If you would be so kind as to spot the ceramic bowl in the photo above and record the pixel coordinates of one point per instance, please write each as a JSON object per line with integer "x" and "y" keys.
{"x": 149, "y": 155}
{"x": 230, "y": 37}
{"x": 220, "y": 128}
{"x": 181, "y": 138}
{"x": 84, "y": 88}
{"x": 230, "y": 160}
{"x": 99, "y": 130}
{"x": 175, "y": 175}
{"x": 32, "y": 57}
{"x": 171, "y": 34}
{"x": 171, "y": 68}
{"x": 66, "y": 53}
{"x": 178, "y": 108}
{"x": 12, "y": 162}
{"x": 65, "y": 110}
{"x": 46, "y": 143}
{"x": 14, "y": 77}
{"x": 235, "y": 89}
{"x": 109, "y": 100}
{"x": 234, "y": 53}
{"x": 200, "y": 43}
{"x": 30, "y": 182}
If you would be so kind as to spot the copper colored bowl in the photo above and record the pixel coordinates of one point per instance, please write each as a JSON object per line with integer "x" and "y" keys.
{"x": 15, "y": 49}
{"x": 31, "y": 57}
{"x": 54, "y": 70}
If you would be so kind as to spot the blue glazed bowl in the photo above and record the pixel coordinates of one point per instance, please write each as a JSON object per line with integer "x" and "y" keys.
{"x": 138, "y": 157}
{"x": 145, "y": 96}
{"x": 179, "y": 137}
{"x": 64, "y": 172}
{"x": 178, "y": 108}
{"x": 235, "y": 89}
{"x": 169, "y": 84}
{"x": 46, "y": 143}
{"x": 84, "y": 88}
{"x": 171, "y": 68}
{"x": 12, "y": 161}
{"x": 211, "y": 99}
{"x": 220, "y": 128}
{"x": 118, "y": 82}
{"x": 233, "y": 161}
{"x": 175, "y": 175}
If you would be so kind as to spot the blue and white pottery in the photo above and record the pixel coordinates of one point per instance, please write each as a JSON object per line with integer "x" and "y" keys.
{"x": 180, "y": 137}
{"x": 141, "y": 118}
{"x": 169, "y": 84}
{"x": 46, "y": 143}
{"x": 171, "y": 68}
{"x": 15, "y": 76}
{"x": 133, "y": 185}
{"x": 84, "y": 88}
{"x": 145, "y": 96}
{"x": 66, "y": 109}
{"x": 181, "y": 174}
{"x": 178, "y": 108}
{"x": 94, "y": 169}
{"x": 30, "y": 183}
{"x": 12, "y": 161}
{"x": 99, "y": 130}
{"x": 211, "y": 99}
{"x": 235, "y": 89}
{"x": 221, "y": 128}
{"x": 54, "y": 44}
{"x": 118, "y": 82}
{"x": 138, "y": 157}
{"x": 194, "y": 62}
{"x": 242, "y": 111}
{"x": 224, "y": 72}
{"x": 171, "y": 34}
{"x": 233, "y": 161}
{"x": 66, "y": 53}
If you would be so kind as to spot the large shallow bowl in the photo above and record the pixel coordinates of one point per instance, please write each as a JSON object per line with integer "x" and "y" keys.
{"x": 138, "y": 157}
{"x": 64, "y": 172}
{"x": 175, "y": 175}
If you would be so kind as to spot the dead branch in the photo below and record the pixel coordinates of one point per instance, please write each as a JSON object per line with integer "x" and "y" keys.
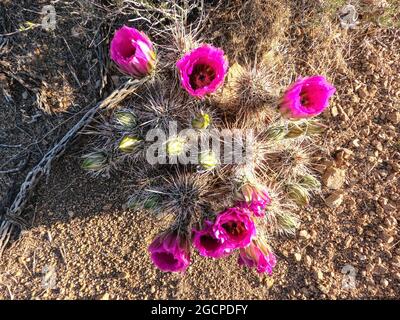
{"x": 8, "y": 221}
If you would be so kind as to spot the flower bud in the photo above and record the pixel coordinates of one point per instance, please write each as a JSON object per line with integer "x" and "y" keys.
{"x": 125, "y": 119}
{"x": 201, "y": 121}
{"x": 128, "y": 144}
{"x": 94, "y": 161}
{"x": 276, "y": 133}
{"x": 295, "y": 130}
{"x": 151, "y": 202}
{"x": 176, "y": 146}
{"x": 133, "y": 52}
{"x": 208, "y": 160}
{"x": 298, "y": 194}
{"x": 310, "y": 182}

◆ ◆ ◆ ◆ ◆

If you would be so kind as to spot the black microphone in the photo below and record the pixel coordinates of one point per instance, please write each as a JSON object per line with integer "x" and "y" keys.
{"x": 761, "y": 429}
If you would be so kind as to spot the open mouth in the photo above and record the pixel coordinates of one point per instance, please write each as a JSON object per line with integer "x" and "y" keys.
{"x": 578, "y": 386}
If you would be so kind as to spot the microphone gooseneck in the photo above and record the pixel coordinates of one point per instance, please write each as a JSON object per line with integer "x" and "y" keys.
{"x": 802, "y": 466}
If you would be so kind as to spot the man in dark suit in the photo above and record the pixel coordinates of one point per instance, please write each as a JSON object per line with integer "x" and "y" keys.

◆ ◆ ◆ ◆ ◆

== What is asked ==
Please copy out the rows starting at the one that contains "If you would be so kind as to spot the open" and ending at the one that contains "If you would be so kind as to spot the man", including both ends, without changing a single character.

== Exercise output ==
If you would be so kind as to spot the open mouth in the photo above and record the pixel coordinates of one point per instance, please write each as a JSON object per line with integer "x" and "y" keys.
{"x": 578, "y": 386}
If you would be so kind as to spot the microphone gooseneck in the photo above and record the pixel coordinates of one point per instance, please write each as a JSON object per line with integer "x" and "y" keys.
{"x": 802, "y": 466}
If you would be so kind as to spot the man in dark suit in the photo above and record the pixel coordinates of one point per instance, please write each as a JSON object per line with integer "x" and "y" keys.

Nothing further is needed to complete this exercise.